● Goal of the exercise:
Exact copies of all the records are the expected output.

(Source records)
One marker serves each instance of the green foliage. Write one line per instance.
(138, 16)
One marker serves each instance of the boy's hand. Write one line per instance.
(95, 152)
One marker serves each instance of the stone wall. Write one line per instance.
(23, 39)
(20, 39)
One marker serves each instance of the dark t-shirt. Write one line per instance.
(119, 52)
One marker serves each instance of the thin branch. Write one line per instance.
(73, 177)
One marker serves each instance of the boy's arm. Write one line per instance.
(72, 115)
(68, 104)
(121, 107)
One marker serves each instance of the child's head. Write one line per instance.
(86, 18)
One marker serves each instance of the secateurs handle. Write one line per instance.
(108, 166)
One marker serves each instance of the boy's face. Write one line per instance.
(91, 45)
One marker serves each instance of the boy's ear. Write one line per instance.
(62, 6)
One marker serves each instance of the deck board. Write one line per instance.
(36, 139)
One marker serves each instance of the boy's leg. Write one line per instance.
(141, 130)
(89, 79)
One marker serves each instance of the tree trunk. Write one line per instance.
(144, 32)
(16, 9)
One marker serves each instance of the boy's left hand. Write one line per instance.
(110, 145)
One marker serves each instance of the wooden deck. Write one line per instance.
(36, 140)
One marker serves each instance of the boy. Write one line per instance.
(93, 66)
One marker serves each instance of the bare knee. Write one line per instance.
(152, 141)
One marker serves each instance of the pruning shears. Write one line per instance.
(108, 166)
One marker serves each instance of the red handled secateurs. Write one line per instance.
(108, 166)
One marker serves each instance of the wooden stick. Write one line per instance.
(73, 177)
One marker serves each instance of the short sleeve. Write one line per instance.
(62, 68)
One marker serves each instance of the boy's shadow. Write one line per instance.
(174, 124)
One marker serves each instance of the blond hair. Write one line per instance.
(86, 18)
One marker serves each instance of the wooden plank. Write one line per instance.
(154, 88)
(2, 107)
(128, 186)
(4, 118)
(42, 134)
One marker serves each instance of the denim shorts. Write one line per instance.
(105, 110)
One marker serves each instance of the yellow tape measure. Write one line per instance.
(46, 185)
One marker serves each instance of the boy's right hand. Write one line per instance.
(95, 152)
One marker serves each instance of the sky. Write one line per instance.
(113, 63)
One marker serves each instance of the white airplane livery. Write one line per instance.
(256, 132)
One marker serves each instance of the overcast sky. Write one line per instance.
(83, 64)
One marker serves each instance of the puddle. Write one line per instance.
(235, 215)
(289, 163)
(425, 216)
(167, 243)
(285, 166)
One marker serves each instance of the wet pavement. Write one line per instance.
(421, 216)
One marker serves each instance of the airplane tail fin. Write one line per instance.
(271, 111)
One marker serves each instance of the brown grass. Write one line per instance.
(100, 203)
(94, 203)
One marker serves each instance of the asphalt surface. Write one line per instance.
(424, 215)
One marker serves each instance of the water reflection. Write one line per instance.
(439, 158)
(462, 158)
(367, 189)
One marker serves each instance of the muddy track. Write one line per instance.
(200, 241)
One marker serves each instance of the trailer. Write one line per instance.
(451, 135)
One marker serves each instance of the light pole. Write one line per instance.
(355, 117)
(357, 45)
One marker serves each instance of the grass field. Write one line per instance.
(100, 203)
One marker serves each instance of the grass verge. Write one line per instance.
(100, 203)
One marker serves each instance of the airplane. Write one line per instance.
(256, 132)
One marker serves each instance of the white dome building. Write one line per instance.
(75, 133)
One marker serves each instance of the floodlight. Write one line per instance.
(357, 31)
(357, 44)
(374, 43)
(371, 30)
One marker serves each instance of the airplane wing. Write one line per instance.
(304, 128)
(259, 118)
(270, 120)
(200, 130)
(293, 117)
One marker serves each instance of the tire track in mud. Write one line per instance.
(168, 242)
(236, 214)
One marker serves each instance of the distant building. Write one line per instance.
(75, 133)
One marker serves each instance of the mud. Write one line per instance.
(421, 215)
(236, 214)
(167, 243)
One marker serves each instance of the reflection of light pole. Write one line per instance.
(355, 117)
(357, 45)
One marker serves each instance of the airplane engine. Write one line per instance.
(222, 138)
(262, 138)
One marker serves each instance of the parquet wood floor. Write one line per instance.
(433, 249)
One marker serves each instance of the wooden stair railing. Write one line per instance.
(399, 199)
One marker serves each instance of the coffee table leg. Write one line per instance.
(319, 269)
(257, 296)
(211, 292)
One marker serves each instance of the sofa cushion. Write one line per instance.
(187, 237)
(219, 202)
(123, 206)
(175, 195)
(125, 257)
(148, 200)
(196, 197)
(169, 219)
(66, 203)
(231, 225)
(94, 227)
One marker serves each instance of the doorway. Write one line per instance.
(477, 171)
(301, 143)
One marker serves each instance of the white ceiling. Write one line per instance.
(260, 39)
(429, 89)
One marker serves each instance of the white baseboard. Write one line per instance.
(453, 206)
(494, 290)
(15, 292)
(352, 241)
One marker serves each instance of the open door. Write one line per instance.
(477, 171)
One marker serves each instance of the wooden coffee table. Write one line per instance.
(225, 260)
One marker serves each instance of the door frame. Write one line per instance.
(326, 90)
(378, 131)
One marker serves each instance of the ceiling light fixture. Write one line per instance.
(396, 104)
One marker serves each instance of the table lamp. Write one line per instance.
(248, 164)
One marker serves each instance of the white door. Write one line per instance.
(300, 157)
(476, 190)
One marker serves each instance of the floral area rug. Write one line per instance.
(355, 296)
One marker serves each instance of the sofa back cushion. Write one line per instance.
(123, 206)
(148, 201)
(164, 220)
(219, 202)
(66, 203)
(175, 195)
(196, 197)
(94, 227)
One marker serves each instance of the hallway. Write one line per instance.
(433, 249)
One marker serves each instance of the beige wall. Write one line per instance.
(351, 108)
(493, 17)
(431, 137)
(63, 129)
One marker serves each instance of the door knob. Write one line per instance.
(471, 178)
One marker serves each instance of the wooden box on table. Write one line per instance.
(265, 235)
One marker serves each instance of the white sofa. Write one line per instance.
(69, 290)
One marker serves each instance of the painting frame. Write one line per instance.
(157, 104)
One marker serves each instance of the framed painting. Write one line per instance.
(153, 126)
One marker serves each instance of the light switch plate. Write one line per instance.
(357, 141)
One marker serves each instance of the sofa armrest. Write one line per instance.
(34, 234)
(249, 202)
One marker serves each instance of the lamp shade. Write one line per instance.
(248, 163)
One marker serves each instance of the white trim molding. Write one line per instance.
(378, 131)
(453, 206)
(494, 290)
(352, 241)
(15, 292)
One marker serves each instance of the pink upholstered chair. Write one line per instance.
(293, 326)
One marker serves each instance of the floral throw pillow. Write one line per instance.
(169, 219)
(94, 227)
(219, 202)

● Output:
One marker serves each instance of the green foliage. Write one line per instance.
(138, 16)
One marker serves each instance of the boy's hand. Write one line per instance.
(95, 152)
One marker serves each instance of the stone wall. Write one line per instance.
(23, 39)
(20, 39)
One marker serves each instance of the dark t-shirt. Write one line per instance.
(119, 52)
One marker serves each instance of the thin branch. Write one line per instance.
(73, 177)
One marker serves each instance of the boy's arm. Write one line per instance.
(72, 115)
(68, 104)
(121, 107)
One marker serves each instance of the child's head. Write one line per instance.
(86, 18)
One marker serves each instance of the secateurs handle. Write one line per instance.
(108, 166)
One marker serves each instance of the boy's face. Write one line per instance.
(91, 45)
One marker serves each instance of the boy's ear. Write one line per instance.
(62, 6)
One marker serves each instance of the deck board. Write one line per instance.
(36, 139)
One marker serves each instance of the boy's leg. Write one line per instance.
(141, 130)
(89, 79)
One marker serves each instance of the tree trunk. Write one line per instance.
(144, 32)
(16, 9)
One marker serves each instance of the boy's left hand. Write one line per instance.
(110, 145)
One marker serves each instance of the wooden deck. Write one line per instance.
(36, 140)
One marker serves each instance of the boy. Write one line per instance.
(93, 66)
One marker serves each instance of the bare knee. Write one line per instance.
(152, 141)
One marker serves each instance of the pruning shears. Write one line per instance.
(108, 166)
One marker serves each instance of the red handled secateurs. Write one line per instance.
(108, 166)
One marker serves each instance of the wooden stick. Write one line per instance.
(73, 177)
One marker serves each instance of the short sleeve. Write one line per instance.
(62, 68)
One marker serves each instance of the boy's shadow. Write one line per instance.
(174, 124)
One marker serves each instance of the blond hair. Write one line per instance.
(86, 18)
One marker serves each instance of the wooden plank. Write one line per instance.
(154, 88)
(2, 107)
(128, 186)
(4, 118)
(42, 134)
One marker serves each instance of the denim shorts. Write one line per instance.
(105, 110)
One marker serves each instance of the yellow tape measure. Write one line per instance.
(46, 185)
One marker serves each instance of the boy's right hand. Write one line per instance.
(95, 152)
One marker serves each instance of the sky. Write one line per instance.
(113, 63)
One marker serves each instance of the white airplane livery. Write one line per instance.
(256, 132)
One marker serves each instance of the overcast sky. Write one line per instance.
(83, 64)
One marker serves each instance of the puddle. Write one line per instance.
(235, 215)
(289, 163)
(425, 216)
(167, 243)
(285, 166)
One marker serves each instance of the wet pavement. Write one line per instance.
(421, 216)
One marker serves each instance of the airplane tail fin. Write one line per instance.
(271, 111)
One marker serves each instance of the brown grass. Write one line per instance.
(100, 203)
(94, 203)
One marker serves each instance of the asphalt surface. Write one line per instance.
(424, 215)
One marker serves each instance of the water reflection. Write one line per instance.
(439, 158)
(462, 158)
(367, 189)
One marker serves each instance of the muddy track. Write one line per instance.
(200, 241)
One marker serves each instance of the trailer. Write one line per instance.
(451, 135)
One marker serves each instance of the light pole. Write one line per instance.
(355, 117)
(357, 45)
One marker serves each instance of the grass field. Write one line per instance.
(100, 203)
One marker serves each instance of the grass verge. Write one line per instance.
(100, 203)
One marker serves each instance of the airplane. Write one line per instance.
(256, 132)
One marker serves each instance of the white dome building. Write one line per instance.
(75, 133)
One marker serves each instance of the floodlight. Write one line per instance.
(357, 31)
(357, 44)
(374, 43)
(371, 30)
One marker serves each instance of the airplane wing. Write one line per instance.
(304, 128)
(259, 118)
(270, 120)
(200, 130)
(293, 117)
One marker serves each instance of the tire track in mud. Write one line per instance.
(168, 242)
(236, 214)
One marker serves each instance of the distant building. Write one line per instance.
(75, 133)
One marker serves each instance of the mud. Write one line per instance.
(421, 215)
(236, 214)
(167, 243)
One marker serves each instance of the reflection of light pole. Write one line per instance.
(355, 117)
(357, 45)
One marker serves each instance of the airplane engine. Write one line per instance.
(222, 138)
(262, 138)
One marker serves each instance of the parquet wood floor. Write one line per instance.
(433, 249)
One marker serves each instance of the wooden stair railing. Write one line per instance.
(399, 199)
One marker serves each instance of the coffee table leg. Write one line per instance.
(319, 269)
(257, 296)
(211, 292)
One marker serves each instance of the sofa cushion. Write one line per instance.
(187, 237)
(219, 202)
(123, 206)
(175, 195)
(125, 257)
(148, 200)
(196, 197)
(169, 219)
(66, 203)
(231, 225)
(94, 227)
One marker serves each instance of the doorway. Write one line per instance.
(477, 171)
(301, 143)
One marker serves each instance of the white ceiling. Write one line per instance.
(260, 39)
(429, 89)
One marker serves each instance of the white baseboard. Write one line per instance.
(453, 206)
(494, 290)
(15, 292)
(352, 241)
One marker serves each instance of the open door. Write one line per instance.
(477, 171)
One marker serves each instance of the wooden coffee table. Write one line per instance.
(225, 260)
One marker serves each instance of the door frame. Write one line per instance.
(326, 90)
(378, 131)
One marker serves each instance of the ceiling light fixture. Write one line per instance.
(396, 104)
One marker serves each instance of the table lamp. Write one line per instance.
(248, 164)
One marker serves each instance of the white door. Write one line per instance.
(300, 157)
(476, 190)
One marker serves each instance of the floral area rug. Write one line per instance.
(355, 296)
One marker serves each instance of the sofa back cushion. Write one line per instance.
(123, 206)
(148, 201)
(164, 220)
(219, 202)
(66, 203)
(175, 195)
(196, 197)
(94, 227)
One marker serves each instance of the hallway. Write one line per instance.
(433, 249)
One marker serves each instance of the beige wall. Write one line per instance.
(351, 108)
(493, 17)
(431, 137)
(63, 129)
One marker serves each instance of the door knob. Write one line per instance.
(471, 178)
One marker serves each instance of the wooden box on table. Write one line per instance.
(265, 235)
One marker serves each instance of the white sofa. Write one line per instance.
(69, 290)
One marker serves each instance of the painting frame. Write one line per instance.
(157, 104)
One marker serves each instance of the framed painting. Write one line per instance.
(153, 126)
One marker serves each instance of the light switch plate. Write one line per instance.
(357, 141)
One marker serves each instance of the sofa armrest. Write one line per instance.
(34, 234)
(249, 202)
One marker serves each instance of the lamp shade. Write one line per instance.
(248, 163)
One marker serves each instance of the white trim molding. Write one line per instance.
(378, 131)
(453, 206)
(494, 290)
(352, 241)
(15, 292)
One marker serves each instance of the pink upholstered chair. Write one line per instance.
(293, 326)
One marker serves each instance of the floral throw pillow. Write one line per instance.
(169, 219)
(94, 227)
(219, 202)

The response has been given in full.